(Collected data)
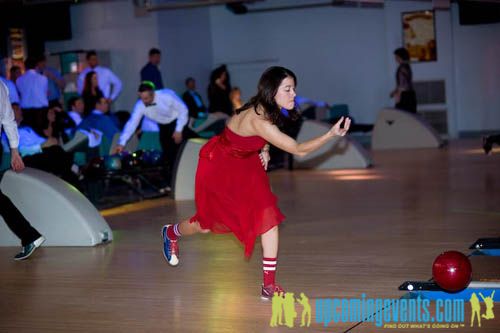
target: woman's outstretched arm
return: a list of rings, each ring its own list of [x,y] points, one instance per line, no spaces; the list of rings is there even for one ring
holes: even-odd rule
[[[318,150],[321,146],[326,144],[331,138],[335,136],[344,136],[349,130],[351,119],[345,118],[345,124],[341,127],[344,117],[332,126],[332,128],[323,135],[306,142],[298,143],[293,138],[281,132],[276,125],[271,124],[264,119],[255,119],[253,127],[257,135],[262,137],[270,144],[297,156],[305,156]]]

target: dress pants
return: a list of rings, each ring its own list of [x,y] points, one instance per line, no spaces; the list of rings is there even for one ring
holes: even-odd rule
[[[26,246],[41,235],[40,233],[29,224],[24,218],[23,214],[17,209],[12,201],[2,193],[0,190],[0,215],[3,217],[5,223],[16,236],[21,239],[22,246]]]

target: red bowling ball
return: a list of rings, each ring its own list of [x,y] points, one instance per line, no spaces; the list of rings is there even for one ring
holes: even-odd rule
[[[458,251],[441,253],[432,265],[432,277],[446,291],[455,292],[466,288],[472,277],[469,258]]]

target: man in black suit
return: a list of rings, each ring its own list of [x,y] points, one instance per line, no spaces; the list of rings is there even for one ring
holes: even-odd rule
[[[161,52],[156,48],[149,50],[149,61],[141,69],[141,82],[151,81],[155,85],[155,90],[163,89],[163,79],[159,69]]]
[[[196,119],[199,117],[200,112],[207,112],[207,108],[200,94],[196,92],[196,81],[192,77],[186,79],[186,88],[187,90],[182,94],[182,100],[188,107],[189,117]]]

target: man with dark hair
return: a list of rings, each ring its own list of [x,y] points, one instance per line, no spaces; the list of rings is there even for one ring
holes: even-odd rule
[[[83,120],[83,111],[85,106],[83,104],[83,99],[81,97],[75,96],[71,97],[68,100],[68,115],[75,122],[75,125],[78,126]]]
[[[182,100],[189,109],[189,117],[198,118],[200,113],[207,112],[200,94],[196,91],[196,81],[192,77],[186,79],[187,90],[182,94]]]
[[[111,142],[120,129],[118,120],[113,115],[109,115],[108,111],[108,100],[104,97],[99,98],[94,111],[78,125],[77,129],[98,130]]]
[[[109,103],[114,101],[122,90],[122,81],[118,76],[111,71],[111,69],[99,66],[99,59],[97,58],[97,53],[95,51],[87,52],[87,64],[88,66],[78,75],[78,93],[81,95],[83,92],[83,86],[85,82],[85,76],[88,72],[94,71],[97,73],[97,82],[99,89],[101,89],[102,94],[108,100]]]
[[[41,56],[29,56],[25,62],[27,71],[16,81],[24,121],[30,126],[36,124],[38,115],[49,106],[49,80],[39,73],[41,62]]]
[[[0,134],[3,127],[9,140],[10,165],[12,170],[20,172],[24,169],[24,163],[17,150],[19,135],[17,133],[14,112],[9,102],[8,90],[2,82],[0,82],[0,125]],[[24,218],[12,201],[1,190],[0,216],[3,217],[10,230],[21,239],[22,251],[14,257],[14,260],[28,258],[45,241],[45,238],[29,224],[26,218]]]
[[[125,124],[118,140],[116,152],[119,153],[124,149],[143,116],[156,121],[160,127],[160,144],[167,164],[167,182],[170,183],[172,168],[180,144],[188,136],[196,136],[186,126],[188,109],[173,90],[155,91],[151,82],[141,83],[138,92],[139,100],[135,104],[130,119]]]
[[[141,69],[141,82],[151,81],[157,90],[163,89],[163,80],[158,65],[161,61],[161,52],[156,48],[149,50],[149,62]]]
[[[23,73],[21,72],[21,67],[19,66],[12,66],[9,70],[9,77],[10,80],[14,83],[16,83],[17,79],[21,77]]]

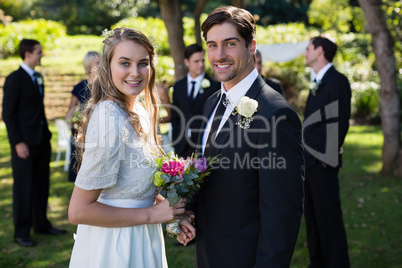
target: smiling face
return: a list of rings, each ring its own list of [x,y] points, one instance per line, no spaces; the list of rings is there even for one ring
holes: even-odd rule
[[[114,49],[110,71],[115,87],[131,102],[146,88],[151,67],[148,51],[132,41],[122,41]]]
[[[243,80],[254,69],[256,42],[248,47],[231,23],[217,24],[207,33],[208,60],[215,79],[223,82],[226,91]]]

EXERCISE DETAILS = Work out the number of lines in the records containing the word "target". Write only that number.

RESULT FOR THIS EXERCISE = 6